Work to complete:
Identify each line of the records below that contains the word "spartan", matching case exactly, and copy those lines.

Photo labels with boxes
_ _ _ _ _ _ _
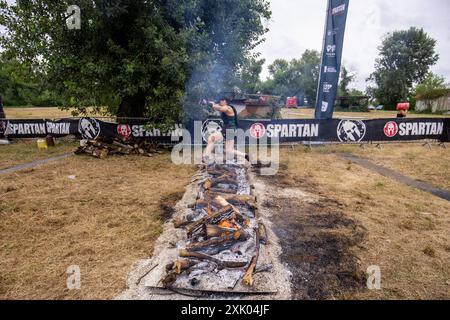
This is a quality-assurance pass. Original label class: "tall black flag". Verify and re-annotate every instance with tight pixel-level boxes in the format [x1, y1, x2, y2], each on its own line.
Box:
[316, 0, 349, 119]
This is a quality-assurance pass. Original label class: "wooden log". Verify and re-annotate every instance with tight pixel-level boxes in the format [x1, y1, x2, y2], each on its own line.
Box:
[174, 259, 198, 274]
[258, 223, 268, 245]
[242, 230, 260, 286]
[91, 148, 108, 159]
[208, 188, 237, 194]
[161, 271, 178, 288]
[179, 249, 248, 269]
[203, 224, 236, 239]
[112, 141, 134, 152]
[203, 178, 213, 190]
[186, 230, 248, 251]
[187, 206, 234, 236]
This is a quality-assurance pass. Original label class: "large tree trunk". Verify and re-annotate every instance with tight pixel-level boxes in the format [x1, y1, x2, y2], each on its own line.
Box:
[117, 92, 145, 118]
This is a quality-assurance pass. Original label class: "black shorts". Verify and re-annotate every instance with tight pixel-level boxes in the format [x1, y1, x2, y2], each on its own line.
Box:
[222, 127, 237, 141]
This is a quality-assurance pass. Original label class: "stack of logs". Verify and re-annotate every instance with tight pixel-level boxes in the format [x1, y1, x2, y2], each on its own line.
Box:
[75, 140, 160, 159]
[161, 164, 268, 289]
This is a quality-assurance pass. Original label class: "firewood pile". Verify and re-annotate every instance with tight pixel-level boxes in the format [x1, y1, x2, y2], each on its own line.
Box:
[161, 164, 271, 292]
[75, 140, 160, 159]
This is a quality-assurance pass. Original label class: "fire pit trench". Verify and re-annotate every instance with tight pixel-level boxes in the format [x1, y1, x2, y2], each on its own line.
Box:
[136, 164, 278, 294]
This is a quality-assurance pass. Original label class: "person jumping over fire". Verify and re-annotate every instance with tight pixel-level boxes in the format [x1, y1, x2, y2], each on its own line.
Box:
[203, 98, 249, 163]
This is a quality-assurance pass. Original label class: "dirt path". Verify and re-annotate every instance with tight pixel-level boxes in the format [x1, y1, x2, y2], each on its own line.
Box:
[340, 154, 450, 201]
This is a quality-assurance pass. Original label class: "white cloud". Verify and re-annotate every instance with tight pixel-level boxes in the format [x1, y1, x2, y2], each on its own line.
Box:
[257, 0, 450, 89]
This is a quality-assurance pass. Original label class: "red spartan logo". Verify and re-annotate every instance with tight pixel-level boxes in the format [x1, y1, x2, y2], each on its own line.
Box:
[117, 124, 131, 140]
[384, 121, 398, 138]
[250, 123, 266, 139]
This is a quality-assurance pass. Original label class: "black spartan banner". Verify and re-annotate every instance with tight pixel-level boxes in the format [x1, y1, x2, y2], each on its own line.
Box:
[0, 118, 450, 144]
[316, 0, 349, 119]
_ _ _ _ _ _ _
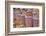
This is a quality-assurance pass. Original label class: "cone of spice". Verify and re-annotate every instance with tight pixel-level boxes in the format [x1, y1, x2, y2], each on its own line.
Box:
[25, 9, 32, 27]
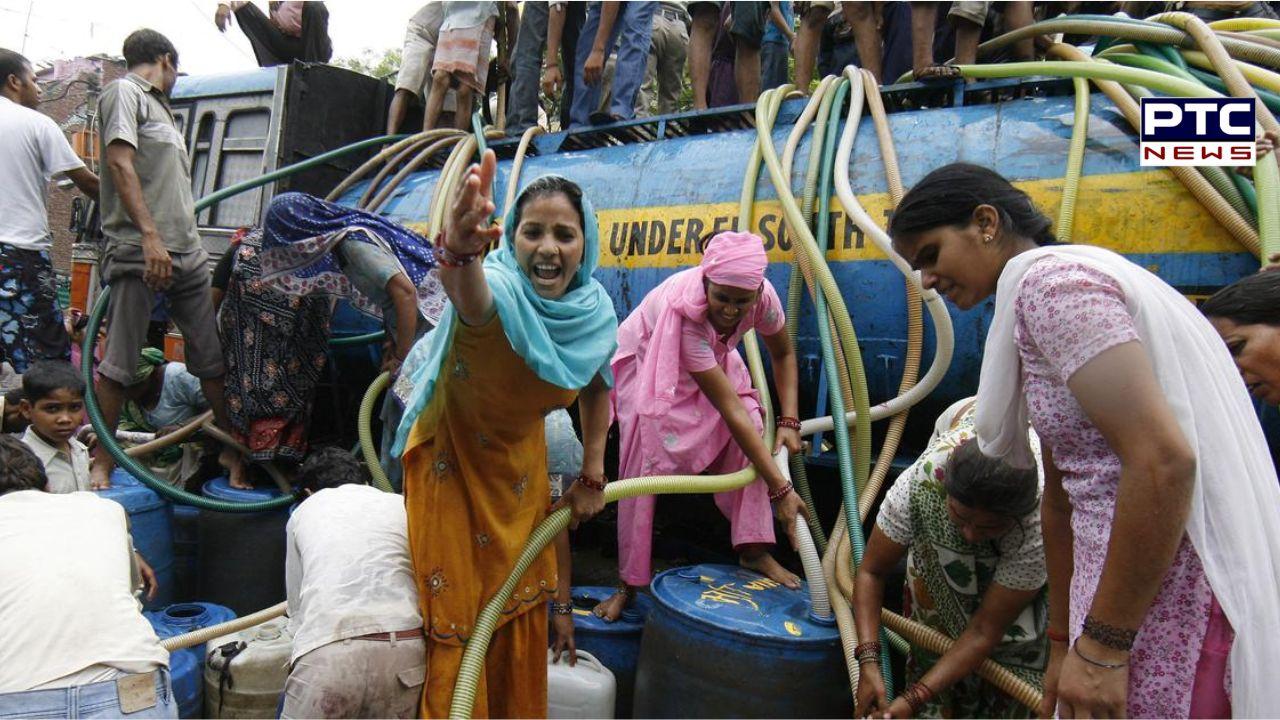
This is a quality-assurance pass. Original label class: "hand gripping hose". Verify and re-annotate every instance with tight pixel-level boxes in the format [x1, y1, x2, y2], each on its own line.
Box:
_ _ _ _ _ _ _
In response:
This is a quality-assurance pass. Original label class: "red spartan logo". Verify and re-annotate every instance with tight pixel-level boxes in the format [x1, y1, x2, y2], each on its own line.
This is a quality-assurance pass. Original label class: "black spartan banner". Verify and re-annotate every instance with tight pixel-level boxes in the format [x1, y1, x2, y2], each on its own line.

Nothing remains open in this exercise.